Excerpt provided:
★ ★ ★
Topic 8 Linear Regression Flashcards
What is the goal of linear regression in statistics?
To explain variability in a dependent variable using a linear relationship with an independent variable.
True/False
Linear regression only applies to physical processes.
False — it applies to any measurable variable relationships, even random ones.
In the linear model
Y = a + bX + Z, what is Z?
The error term, assumed to be independent of X and with zero mean.
The values of a and b are chosen to minimize the sum of _________.
squared residuals
What is the formula for the parameters a and b?
b̂ = Cov(X, Y) / Var(X)
â = Ȳ − b̂ X̄
True/False
The regression coefficient estimates â and b̂ are biased?
False - they are unbiased
What is the formula for Var(b̂)?
Var(b̂) = σ_Z² / (n · Var(X))
What is the formula for Var(â)?
Var(â) = (1/n + (X̄² / (n · Var(X)))) · σ_Z²
What does the coefficient of determination r² represent?
The proportion of total variance in Y explained by the linear model.
Which of the following is NOT a typical inference question in linear regression?
a) Is slope b ≠ 0?
b) What is the mean Y at X = x₀?
c) Is X normally distributed?
d) What is the predicted Y at X = x₀?
c) Is X normally distributed?
What is the estimate of the standard deviation of Z?
σ̂_Z = sqrt(Var̂(Z))
What is the unbiased estimate of the variance of Z (the error term)?
Var̂(Z) = (n * var(Y) - cov(X, Y)^2 / var(X)) / (n - 2)
What is the coefficient of determination (r-squared)?
r² = cov(X, Y)^2 / (var(X) * var(Y))
What is the confidence interval for the slope b when population variance is known?
b̂ ± z_(α/2) * sqrt(Var(Z) / (n * var(X)))
What is the t-statistic used for confidence interval of b when variance is unknown?
T = (b̂ - b) / sqrt(Var̂(Z) / (n * var(X)))
What is the confidence interval for the slope b using Student’s t-distribution?
b̂ ± t_(n-2, α/2) * sqrt(Var̂(Z) / (n * var(X)))
What is the t-statistic for the intercept a?
T = (â - a) / sqrt(Var̂(Z) * (1/n + mean(X)^2 / (n * var(X))))
How does the prediction interval differ from the mean response interval?
It includes an extra variance term for the individual prediction (+1 term), making it wider.
What is the null hypothesis in a t-test on slope?
What is the test used to assess linear correlation between X and Y?
Correlation test using sample coefficient cxy.
What does the F-test evaluate in linear regression?
Whether the regression model explains a significant amount of variance in Y.
What does Matlab’s regress(Y, X) return?
★ ★ ★
Items:
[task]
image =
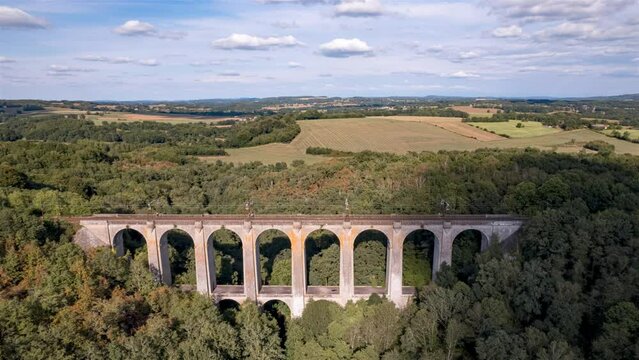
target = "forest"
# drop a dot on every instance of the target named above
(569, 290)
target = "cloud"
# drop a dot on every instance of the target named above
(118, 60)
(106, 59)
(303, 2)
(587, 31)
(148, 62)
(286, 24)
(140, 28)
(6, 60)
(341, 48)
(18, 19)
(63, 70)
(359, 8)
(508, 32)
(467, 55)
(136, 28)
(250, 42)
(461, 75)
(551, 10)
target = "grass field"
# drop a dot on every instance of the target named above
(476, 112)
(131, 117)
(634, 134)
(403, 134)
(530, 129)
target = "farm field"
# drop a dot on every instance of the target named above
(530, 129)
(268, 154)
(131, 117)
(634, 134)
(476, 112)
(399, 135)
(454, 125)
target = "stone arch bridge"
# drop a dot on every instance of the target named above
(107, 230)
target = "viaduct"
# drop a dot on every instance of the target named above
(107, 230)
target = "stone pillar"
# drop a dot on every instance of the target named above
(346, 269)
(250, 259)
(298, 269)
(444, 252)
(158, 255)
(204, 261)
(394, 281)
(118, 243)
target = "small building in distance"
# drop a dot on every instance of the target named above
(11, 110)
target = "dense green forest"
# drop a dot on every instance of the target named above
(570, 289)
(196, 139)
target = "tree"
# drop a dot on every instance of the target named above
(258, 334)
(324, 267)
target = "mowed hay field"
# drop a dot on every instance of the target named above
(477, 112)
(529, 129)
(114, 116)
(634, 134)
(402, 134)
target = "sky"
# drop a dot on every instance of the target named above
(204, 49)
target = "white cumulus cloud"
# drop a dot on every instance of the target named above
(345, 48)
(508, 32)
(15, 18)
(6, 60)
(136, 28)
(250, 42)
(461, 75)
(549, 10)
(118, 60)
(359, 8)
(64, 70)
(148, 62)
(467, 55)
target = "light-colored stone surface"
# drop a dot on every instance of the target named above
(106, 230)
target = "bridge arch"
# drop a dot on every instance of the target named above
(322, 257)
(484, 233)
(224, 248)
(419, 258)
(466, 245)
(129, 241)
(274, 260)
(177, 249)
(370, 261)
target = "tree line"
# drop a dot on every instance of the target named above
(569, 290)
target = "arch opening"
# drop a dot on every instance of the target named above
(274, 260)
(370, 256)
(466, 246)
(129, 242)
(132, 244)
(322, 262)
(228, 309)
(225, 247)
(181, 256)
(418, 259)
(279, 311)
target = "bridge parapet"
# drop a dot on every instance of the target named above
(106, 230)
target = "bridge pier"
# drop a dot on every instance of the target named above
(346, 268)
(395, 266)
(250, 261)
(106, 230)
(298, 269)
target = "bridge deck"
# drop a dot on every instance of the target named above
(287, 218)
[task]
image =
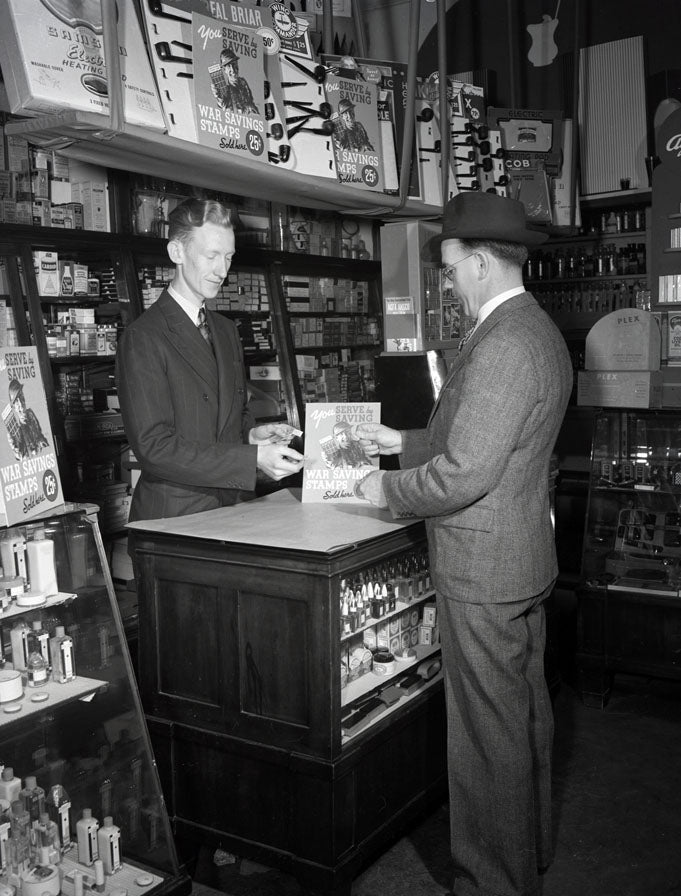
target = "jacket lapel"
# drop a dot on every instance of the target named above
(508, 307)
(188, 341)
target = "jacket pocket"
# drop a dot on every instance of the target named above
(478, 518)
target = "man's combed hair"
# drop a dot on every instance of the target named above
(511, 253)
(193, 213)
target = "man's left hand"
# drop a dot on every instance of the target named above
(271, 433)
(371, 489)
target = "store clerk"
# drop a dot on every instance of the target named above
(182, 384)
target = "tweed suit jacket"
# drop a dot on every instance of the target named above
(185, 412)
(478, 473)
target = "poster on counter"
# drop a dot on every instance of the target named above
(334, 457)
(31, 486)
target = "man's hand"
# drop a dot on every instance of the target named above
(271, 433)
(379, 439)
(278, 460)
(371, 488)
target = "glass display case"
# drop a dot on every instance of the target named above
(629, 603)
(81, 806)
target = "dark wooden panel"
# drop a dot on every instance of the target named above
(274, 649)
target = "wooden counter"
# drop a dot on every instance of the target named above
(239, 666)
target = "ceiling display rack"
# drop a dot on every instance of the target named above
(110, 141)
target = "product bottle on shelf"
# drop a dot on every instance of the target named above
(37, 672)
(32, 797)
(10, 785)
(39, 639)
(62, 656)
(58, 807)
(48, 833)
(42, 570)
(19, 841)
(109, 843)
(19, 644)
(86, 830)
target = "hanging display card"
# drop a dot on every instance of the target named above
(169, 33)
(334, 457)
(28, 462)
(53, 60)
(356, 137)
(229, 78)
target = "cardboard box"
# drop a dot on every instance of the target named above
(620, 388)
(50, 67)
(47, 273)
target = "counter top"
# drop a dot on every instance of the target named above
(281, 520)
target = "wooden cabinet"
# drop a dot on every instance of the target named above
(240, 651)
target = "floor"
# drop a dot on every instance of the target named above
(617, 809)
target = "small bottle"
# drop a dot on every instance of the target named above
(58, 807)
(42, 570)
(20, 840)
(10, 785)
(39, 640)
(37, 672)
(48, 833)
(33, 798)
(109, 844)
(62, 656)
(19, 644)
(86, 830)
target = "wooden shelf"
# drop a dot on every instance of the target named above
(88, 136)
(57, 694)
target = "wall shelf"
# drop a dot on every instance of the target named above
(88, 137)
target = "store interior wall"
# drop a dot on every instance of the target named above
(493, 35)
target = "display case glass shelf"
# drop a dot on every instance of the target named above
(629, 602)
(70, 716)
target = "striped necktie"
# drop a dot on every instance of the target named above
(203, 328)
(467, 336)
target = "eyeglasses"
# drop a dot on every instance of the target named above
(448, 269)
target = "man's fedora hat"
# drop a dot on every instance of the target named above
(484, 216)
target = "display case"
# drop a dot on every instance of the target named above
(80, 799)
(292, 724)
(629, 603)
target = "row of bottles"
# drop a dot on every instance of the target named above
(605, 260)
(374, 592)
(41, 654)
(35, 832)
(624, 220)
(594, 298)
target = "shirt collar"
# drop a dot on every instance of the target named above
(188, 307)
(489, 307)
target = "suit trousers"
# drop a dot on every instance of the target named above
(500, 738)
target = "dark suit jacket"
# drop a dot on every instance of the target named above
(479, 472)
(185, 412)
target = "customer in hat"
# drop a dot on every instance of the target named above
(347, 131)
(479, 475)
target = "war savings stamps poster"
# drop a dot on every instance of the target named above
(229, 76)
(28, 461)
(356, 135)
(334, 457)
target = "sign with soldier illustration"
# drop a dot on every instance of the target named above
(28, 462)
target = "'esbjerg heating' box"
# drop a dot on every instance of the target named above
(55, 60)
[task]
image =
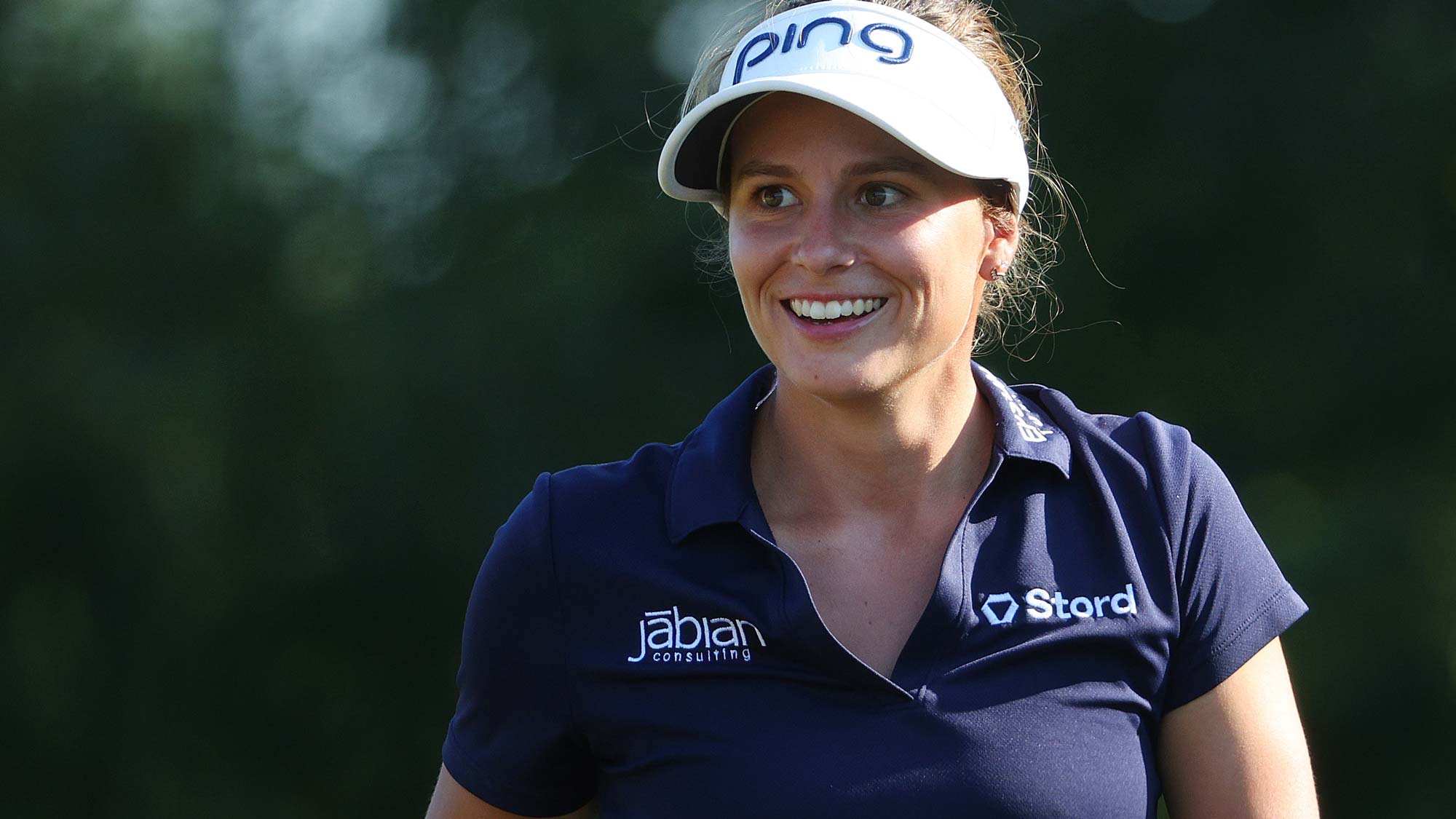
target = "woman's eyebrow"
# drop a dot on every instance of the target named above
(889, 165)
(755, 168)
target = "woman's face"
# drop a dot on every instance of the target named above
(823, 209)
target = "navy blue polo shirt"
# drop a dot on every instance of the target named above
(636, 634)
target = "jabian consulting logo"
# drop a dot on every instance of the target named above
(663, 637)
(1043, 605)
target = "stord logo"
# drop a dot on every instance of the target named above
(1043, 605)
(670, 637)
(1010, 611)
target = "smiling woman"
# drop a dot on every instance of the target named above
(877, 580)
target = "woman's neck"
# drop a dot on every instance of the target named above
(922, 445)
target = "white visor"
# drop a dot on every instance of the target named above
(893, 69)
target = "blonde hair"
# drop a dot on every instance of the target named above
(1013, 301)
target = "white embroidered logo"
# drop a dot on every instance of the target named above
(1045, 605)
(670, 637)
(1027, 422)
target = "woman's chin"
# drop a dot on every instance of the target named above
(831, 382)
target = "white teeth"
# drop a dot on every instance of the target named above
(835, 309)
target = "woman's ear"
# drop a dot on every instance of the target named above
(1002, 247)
★ ★ ★
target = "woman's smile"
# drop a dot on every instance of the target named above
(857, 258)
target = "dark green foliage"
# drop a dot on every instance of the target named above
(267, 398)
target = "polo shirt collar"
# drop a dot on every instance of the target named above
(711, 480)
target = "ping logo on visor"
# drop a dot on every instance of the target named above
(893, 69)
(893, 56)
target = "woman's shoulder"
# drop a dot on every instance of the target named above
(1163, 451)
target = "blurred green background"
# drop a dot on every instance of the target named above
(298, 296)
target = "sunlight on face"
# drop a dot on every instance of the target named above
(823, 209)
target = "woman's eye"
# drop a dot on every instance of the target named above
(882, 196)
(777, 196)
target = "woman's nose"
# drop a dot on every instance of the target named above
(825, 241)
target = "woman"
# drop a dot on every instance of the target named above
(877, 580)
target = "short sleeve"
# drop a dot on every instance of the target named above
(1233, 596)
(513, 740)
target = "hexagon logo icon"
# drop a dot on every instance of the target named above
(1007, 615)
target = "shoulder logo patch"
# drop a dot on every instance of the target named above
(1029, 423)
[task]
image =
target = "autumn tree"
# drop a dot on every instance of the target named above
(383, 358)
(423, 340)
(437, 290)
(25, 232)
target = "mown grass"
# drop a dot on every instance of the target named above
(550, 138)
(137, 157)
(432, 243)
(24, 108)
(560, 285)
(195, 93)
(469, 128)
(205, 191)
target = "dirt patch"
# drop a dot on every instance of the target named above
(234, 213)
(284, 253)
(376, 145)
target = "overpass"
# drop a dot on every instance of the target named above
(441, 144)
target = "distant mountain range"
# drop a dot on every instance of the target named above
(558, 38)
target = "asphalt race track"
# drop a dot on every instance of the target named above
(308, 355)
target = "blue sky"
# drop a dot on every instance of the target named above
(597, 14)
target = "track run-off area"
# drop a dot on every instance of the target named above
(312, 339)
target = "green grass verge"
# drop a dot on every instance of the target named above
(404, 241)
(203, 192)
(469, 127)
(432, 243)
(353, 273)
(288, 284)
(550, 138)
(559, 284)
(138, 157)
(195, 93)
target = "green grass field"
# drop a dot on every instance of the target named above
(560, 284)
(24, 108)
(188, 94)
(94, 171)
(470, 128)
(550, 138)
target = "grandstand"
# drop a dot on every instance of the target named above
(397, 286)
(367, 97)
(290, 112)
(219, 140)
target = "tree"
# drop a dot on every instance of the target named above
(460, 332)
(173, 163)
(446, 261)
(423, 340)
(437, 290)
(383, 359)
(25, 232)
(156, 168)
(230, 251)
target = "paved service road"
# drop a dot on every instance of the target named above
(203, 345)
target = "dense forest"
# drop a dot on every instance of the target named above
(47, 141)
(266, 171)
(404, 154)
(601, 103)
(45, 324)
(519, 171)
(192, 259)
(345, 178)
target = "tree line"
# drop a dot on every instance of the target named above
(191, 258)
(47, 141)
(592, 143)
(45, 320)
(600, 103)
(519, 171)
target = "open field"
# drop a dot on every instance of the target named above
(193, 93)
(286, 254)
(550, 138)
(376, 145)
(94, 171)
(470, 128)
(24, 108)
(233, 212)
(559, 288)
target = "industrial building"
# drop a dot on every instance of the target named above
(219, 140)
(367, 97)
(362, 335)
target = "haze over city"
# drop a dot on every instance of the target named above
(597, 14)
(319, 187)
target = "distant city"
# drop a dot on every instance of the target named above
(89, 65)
★ ★ ★
Your tasks:
**A.** Please transcribe the part of the linear regression flashcards starting at "What is the unbiased" and ending at "(n * var(X))))".
**B.** According to the linear regression flashcards, the values of a and b are chosen to minimize what quantity?

Task responses:
**A.**
What is the unbiased estimate of the variance of Z (the error term)?
Var̂(Z) = (n * var(Y) - cov(X, Y)^2 / var(X)) / (n - 2)
What is the coefficient of determination (r-squared)?
r² = cov(X, Y)^2 / (var(X) * var(Y))
What is the confidence interval for the slope b when population variance is known?
b̂ ± z_(α/2) * sqrt(Var(Z) / (n * var(X)))
What is the t-statistic used for confidence interval of b when variance is unknown?
T = (b̂ - b) / sqrt(Var̂(Z) / (n * var(X)))
What is the confidence interval for the slope b using Student’s t-distribution?
b̂ ± t_(n-2, α/2) * sqrt(Var̂(Z) / (n * var(X)))
What is the t-statistic for the intercept a?
T = (â - a) / sqrt(Var̂(Z) * (1/n + mean(X)^2 / (n * var(X))))

**B.** The sum of squared residuals.